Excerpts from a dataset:
BEGIN

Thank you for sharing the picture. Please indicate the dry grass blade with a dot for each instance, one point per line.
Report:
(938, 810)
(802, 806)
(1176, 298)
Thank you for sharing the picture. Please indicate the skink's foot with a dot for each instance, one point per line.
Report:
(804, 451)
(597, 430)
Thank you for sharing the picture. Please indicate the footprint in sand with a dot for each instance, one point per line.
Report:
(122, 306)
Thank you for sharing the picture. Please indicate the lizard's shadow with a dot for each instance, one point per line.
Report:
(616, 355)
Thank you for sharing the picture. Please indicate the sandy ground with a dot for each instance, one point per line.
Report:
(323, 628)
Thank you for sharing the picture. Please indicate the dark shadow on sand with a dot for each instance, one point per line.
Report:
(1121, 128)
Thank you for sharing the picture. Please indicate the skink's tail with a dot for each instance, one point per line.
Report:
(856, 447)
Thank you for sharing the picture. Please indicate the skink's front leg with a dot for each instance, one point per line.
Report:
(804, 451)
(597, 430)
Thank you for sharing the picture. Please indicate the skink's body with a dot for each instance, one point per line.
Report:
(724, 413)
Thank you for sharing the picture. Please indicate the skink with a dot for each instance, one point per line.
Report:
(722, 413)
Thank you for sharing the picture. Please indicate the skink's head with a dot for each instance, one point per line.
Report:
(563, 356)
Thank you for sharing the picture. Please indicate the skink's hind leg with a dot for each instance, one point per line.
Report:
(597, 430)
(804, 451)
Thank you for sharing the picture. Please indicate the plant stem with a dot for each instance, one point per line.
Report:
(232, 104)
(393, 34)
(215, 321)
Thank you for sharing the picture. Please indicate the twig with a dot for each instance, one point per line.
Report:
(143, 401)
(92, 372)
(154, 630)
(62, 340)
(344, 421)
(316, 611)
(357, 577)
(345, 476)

END

▶ **ABOUT THIS EXERCISE**:
What you give back should be exactly the lines of the data above from the line with "the skink with" through the line with "the skink's hind", both of those included, and nothing more.

▶ **REPLY TO THE TASK**:
Thank you for sharing the picture. Please indicate the skink with a dot for each instance, one point per line.
Report:
(722, 413)
Thank you for sharing the picture. Please indicate the skink's head with a dot for each instance, one point per line.
Report:
(563, 356)
Thank you for sharing the picture. Please indicate the skink's hind leg with a dot for each instance, one point per line.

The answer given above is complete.